* _Listed records_:
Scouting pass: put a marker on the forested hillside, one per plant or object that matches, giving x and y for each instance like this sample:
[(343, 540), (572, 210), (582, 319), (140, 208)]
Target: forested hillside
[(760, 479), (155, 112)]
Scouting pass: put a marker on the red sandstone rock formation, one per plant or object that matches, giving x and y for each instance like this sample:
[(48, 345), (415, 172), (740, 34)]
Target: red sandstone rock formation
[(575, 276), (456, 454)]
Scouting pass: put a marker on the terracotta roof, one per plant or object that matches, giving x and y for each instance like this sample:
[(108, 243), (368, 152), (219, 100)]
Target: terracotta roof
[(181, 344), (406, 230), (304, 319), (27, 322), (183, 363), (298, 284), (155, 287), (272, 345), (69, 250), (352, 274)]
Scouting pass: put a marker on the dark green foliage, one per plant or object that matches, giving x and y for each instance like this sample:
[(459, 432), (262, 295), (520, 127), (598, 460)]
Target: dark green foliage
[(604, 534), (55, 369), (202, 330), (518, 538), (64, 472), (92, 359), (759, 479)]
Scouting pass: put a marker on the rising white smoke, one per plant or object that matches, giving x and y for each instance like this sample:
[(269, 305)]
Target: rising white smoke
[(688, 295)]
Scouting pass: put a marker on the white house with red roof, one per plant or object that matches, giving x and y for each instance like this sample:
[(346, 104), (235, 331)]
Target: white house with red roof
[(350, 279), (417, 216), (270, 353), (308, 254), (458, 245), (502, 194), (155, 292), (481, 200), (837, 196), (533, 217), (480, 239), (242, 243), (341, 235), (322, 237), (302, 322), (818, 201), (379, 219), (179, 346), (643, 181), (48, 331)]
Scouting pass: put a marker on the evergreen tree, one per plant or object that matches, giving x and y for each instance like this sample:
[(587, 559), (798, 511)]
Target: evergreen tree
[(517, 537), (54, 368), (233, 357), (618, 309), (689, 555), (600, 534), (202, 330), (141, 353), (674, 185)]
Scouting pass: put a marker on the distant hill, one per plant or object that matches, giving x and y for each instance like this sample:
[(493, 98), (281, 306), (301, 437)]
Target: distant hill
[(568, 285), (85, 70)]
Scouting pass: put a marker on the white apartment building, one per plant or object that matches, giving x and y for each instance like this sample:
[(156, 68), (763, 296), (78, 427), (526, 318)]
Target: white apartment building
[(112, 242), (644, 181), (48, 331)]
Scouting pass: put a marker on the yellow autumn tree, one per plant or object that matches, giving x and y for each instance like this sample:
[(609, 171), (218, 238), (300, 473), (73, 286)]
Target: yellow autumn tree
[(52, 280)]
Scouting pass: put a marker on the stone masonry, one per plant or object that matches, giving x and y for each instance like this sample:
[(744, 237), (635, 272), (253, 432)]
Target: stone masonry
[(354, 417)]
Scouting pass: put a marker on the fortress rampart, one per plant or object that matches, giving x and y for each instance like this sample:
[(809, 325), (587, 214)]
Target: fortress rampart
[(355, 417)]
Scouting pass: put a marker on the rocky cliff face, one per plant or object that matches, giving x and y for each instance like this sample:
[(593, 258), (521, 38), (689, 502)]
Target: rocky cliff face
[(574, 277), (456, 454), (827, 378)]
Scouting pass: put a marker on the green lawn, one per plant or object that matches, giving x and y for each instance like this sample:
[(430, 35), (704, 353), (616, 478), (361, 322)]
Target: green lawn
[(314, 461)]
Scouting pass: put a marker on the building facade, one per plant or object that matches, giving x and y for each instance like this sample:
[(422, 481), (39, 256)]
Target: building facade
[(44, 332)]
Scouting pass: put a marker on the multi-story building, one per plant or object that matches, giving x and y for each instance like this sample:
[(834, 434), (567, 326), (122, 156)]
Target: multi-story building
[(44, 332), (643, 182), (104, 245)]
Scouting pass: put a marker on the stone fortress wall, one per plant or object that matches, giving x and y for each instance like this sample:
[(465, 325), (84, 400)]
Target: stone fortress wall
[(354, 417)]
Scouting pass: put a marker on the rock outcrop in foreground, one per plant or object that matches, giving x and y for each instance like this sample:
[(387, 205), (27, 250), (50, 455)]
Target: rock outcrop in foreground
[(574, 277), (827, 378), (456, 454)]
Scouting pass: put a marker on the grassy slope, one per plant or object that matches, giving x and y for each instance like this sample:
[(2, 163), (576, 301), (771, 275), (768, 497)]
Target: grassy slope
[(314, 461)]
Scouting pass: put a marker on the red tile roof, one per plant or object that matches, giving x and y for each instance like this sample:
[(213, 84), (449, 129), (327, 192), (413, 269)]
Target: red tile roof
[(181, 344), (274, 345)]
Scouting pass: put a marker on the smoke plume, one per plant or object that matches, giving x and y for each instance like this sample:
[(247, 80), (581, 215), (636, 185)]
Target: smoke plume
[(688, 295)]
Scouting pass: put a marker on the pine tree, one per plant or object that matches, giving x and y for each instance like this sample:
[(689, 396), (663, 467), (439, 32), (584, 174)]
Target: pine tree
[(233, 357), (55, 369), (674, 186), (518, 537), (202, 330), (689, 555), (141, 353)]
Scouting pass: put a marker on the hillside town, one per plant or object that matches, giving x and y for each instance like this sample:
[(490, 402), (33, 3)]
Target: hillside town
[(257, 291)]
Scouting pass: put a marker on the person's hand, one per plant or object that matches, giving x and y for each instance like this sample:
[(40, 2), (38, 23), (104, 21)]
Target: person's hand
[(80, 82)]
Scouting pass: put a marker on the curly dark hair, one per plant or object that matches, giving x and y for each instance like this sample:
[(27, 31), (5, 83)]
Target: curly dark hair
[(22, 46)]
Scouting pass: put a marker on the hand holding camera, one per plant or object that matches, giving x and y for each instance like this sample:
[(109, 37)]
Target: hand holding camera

* _Your objective_:
Set down the listing word for word, starting at its first line and ending with the line that contains "[(760, 479), (155, 112)]", with both ends included.

* _Worked answer_:
Scouting pass: put a marker on the forested hillside, one per plant or object that matches, giving x and y for each instance like this sample:
[(343, 540), (572, 210), (582, 319), (140, 208)]
Target: forested hillside
[(760, 479), (155, 112)]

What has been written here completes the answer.